→ **Image point annotation entries**
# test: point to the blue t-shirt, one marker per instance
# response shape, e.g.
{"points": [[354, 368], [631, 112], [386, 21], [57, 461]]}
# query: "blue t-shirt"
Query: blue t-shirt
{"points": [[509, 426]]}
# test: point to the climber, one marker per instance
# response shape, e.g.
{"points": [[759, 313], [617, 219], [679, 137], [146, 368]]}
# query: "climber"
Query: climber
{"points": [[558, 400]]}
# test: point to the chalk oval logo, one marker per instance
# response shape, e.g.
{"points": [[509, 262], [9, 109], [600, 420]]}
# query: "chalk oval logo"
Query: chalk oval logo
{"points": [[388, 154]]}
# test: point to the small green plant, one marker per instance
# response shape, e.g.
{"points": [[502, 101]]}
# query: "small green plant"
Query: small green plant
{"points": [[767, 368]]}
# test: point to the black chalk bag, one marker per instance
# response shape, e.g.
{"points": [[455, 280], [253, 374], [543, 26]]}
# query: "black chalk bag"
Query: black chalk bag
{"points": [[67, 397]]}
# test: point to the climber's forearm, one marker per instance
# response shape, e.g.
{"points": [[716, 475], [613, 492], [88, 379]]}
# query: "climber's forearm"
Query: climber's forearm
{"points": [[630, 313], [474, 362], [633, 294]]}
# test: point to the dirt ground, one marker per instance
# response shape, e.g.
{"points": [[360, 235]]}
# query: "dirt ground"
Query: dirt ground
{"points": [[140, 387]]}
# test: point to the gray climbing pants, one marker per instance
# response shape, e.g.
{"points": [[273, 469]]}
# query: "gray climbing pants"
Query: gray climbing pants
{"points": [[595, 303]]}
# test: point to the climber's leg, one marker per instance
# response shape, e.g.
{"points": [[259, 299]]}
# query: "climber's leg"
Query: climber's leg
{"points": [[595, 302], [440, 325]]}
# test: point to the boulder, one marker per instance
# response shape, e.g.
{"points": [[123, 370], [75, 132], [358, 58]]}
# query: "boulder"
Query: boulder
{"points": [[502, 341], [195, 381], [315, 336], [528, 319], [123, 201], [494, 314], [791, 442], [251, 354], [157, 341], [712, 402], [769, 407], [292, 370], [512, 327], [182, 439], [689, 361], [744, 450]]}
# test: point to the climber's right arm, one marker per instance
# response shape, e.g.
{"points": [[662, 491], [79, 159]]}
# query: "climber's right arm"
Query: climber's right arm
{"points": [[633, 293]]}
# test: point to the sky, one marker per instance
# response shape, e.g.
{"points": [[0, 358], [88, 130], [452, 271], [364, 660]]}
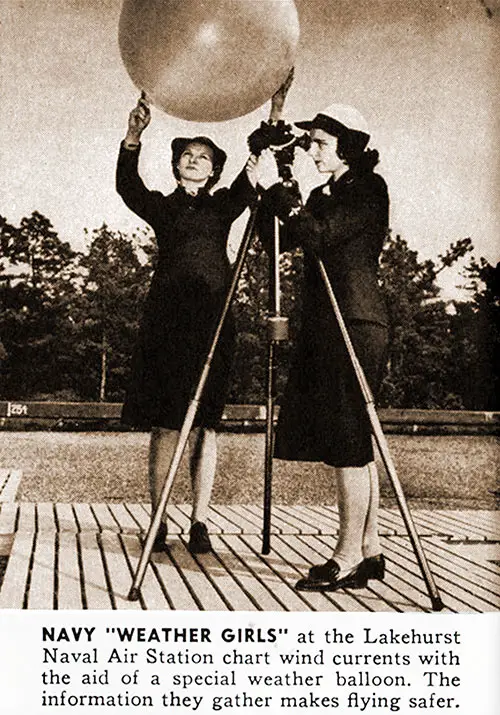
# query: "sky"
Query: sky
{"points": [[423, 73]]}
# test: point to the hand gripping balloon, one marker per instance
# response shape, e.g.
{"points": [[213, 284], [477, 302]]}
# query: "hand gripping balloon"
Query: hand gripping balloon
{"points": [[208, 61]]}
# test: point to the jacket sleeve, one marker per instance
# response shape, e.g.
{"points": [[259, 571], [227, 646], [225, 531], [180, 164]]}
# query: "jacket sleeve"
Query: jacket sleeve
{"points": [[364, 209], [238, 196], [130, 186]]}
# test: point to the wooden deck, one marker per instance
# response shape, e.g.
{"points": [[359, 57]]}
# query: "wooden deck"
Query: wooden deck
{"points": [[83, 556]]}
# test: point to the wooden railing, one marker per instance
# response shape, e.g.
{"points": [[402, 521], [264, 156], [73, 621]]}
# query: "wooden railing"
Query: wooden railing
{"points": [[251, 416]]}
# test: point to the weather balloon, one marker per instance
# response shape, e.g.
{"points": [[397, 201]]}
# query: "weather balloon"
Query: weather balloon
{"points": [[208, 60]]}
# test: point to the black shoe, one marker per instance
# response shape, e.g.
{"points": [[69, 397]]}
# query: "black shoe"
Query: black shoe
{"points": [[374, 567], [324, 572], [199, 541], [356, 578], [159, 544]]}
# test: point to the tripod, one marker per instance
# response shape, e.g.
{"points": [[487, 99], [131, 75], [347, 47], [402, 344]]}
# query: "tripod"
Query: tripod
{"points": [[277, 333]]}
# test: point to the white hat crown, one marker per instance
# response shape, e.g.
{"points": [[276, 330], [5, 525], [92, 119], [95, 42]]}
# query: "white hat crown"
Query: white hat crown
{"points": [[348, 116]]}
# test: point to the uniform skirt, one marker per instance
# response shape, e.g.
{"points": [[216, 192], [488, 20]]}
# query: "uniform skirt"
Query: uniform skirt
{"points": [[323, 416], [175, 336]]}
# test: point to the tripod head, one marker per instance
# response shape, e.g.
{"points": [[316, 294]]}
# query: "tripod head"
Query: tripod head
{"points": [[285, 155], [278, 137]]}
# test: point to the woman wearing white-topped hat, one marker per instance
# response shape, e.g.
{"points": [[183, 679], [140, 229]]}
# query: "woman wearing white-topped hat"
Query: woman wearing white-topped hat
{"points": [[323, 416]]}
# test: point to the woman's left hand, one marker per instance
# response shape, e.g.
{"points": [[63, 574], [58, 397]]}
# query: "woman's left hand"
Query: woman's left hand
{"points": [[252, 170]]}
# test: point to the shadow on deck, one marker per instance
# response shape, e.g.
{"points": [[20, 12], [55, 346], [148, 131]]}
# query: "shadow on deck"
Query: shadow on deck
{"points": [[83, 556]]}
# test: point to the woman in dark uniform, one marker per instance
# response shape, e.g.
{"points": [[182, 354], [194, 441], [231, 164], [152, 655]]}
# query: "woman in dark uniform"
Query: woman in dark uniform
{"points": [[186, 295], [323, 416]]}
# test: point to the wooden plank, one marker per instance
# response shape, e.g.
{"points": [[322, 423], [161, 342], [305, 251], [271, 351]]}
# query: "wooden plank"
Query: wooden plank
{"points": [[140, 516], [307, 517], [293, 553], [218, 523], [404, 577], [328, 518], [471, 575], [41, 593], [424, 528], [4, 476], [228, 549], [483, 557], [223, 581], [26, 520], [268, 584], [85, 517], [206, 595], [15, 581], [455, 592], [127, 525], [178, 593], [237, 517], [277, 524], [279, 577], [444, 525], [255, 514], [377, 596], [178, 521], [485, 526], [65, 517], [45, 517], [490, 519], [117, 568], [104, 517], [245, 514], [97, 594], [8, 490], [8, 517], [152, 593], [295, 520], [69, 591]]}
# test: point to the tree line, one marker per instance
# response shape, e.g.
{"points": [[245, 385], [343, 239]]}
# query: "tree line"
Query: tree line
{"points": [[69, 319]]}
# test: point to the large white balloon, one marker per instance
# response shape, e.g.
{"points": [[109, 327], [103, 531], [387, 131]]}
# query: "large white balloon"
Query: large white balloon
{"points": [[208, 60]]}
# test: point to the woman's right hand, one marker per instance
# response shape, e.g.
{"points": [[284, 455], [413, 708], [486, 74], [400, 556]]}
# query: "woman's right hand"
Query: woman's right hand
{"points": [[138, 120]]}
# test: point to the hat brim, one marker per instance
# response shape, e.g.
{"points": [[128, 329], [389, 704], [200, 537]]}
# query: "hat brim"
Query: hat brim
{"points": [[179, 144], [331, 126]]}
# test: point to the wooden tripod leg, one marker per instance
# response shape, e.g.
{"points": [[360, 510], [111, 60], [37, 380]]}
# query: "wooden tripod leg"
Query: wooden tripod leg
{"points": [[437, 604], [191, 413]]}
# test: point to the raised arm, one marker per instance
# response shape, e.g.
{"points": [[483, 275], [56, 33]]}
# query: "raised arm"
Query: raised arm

→ **Task prompt**
Only the lines from the one containing "# test: point to the woman's right" through the end of the entries above belong in the answer; repeat them exactly.

→ **Solution to this task**
# test: point to the woman's right hand, one marker per instance
# response shape, e.g.
{"points": [[284, 455], [413, 708], [486, 74], [400, 556]]}
# query: "woman's right hand"
Query: woman's right hand
{"points": [[138, 120]]}
# test: point to the hat brim, one marker per instance
# response shape, e.g.
{"points": [[128, 329], [389, 704], [200, 537]]}
# query: "hat brim"
Query: hat brim
{"points": [[179, 144], [331, 126]]}
# test: point to the wooden tripod leg, one marker per instance
# response shape, e.g.
{"points": [[360, 510], [111, 60], [37, 380]]}
# query: "wooden tripod leg"
Query: wooden tripod leg
{"points": [[437, 604], [191, 413]]}
# test: point to the raised arm, one marker per instance
# response shape, e.g.
{"points": [[483, 275], [56, 33]]}
# query: "raised arm"
Query: raised arm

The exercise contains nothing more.